▶ _EXERCISE AIM_
Look at the entries below and restate word for word the lines from the first through the one that has "positive clicks: (131, 110)".

▶ _Items from a dataset_

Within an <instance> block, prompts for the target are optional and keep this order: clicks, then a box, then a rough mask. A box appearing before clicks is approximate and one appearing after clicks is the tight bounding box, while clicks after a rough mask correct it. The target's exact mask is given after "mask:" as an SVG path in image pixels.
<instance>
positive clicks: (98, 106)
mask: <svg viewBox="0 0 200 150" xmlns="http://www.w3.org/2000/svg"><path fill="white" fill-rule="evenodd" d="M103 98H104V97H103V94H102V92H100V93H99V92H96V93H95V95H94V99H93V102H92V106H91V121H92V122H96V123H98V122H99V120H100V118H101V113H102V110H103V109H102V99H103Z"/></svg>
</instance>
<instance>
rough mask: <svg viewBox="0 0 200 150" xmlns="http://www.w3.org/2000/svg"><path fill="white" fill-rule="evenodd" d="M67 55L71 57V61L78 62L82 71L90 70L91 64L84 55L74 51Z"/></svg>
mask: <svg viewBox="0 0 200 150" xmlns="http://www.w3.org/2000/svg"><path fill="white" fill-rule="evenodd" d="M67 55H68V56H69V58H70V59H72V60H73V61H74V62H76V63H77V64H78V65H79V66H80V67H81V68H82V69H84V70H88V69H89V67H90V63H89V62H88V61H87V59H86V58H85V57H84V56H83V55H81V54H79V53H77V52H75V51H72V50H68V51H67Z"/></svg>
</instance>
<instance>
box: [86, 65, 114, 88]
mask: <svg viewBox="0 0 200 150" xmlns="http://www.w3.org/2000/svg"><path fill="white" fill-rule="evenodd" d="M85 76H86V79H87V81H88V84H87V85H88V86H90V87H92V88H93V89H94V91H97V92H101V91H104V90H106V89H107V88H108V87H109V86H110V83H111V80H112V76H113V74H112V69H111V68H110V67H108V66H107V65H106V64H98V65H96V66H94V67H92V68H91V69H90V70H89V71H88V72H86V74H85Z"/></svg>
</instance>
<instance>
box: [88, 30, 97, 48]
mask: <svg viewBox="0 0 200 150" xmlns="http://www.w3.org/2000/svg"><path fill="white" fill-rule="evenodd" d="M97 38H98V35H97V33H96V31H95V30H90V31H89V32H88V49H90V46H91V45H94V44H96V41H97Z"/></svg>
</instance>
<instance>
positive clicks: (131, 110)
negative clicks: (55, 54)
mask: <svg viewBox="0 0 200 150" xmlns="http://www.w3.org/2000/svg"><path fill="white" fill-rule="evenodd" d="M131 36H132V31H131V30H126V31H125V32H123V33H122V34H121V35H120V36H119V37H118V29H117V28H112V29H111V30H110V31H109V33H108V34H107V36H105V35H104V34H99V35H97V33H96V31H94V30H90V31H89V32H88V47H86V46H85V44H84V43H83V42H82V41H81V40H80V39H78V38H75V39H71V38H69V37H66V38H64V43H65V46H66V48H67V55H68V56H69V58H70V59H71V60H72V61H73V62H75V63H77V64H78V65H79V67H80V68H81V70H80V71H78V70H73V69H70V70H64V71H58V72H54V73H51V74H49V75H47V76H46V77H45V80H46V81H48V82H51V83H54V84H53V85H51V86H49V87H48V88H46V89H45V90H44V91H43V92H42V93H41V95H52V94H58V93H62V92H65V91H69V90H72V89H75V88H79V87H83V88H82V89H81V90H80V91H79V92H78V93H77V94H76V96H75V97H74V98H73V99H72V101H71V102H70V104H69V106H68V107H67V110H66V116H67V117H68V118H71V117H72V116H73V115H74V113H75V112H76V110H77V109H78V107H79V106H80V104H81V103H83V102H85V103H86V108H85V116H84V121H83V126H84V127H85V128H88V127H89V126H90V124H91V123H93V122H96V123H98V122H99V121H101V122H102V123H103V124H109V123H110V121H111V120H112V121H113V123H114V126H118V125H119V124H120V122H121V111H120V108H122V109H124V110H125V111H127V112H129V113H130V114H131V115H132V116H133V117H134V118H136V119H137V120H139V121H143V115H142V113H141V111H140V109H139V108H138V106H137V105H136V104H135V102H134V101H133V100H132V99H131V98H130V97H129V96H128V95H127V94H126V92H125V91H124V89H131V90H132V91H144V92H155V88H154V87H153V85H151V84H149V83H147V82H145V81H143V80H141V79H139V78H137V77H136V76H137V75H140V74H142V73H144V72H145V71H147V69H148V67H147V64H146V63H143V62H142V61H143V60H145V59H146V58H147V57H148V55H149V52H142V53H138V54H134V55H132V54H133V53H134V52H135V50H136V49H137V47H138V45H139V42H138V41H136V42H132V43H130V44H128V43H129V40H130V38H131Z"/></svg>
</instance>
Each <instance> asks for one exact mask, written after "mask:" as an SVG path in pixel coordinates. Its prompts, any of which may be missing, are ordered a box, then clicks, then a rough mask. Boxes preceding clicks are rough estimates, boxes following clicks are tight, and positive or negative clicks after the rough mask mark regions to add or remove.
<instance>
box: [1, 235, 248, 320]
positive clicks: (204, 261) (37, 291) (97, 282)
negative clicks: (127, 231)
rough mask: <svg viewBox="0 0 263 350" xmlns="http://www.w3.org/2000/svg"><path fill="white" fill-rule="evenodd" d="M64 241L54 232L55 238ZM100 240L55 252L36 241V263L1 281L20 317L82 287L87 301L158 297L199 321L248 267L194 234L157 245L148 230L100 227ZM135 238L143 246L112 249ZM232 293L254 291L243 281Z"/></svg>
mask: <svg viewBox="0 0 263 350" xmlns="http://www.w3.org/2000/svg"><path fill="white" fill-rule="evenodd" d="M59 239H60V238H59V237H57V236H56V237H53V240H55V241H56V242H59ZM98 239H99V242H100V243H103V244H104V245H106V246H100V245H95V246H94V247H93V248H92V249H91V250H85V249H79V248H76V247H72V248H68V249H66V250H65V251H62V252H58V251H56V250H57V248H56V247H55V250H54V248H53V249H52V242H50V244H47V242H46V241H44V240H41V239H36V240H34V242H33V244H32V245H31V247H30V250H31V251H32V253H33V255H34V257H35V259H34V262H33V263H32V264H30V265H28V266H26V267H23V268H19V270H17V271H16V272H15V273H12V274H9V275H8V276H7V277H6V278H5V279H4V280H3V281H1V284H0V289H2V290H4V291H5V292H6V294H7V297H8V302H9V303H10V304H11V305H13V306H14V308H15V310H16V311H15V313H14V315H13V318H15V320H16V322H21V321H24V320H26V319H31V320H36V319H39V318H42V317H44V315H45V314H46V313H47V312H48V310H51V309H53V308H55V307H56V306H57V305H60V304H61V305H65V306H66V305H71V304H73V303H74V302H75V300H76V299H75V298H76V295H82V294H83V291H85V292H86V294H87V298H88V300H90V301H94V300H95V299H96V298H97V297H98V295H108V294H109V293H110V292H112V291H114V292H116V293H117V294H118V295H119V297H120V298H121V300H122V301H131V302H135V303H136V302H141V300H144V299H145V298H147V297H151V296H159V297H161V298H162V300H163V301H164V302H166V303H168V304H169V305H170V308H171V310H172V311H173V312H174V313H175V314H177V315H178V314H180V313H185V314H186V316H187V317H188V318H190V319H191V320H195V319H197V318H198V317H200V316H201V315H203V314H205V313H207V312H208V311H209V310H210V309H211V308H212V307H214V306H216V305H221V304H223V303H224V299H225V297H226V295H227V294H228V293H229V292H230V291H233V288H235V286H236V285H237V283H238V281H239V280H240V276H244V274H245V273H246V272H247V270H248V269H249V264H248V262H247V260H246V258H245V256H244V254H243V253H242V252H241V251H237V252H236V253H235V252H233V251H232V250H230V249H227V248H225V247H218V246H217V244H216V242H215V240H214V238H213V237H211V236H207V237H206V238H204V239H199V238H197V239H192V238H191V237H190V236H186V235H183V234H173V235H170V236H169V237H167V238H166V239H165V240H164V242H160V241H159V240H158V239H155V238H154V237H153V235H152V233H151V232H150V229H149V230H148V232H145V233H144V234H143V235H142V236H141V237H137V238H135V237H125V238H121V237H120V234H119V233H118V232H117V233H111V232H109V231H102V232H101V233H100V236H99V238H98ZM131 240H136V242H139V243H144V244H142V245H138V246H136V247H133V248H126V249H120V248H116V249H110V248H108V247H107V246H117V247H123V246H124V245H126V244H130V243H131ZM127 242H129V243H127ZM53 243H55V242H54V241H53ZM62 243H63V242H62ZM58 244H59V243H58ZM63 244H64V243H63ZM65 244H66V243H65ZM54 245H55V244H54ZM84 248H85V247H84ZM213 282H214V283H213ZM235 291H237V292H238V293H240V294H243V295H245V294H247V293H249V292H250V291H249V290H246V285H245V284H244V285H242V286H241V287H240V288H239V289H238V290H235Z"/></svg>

▶ _TASK RESPONSE_
Within an <instance> block, prompts for the target are optional and keep this order: clicks, then a box, then a rough mask. A box appearing before clicks is approximate and one appearing after clicks is the tight bounding box, while clicks after a rough mask correct it. The target's exact mask is given after "mask:" as an SVG path in image pixels.
<instance>
positive clicks: (98, 106)
mask: <svg viewBox="0 0 200 150" xmlns="http://www.w3.org/2000/svg"><path fill="white" fill-rule="evenodd" d="M103 98H104V97H103V94H102V92H100V93H99V92H96V93H95V95H94V99H93V102H92V106H91V121H92V122H96V123H98V122H99V120H100V118H101V113H102V110H103V109H102V99H103Z"/></svg>
</instance>
<instance>
rough mask: <svg viewBox="0 0 200 150" xmlns="http://www.w3.org/2000/svg"><path fill="white" fill-rule="evenodd" d="M67 55L71 57V61L78 62L82 71L90 70L91 64L84 55L74 51Z"/></svg>
mask: <svg viewBox="0 0 200 150" xmlns="http://www.w3.org/2000/svg"><path fill="white" fill-rule="evenodd" d="M67 55H68V56H69V58H70V59H72V60H73V61H74V62H76V63H77V64H78V65H79V66H80V67H81V68H82V69H84V70H88V69H89V67H90V63H89V62H88V61H87V59H86V58H85V57H84V56H83V55H81V54H79V53H77V52H75V51H72V50H68V51H67Z"/></svg>
</instance>
<instance>
box: [86, 65, 114, 88]
mask: <svg viewBox="0 0 200 150" xmlns="http://www.w3.org/2000/svg"><path fill="white" fill-rule="evenodd" d="M85 76H86V79H87V81H88V84H87V85H88V86H90V87H92V88H93V89H94V91H97V92H101V91H104V90H106V89H107V88H108V87H109V86H110V83H111V80H112V76H113V74H112V69H111V68H110V67H108V66H107V65H106V64H98V65H96V66H94V67H92V68H91V69H90V70H89V71H88V72H86V74H85Z"/></svg>
</instance>
<instance>
box: [88, 30, 97, 48]
mask: <svg viewBox="0 0 200 150" xmlns="http://www.w3.org/2000/svg"><path fill="white" fill-rule="evenodd" d="M97 38H98V35H97V33H96V31H95V30H90V31H89V32H88V49H90V46H91V45H94V44H96V41H97Z"/></svg>
</instance>
<instance>
positive clicks: (131, 110)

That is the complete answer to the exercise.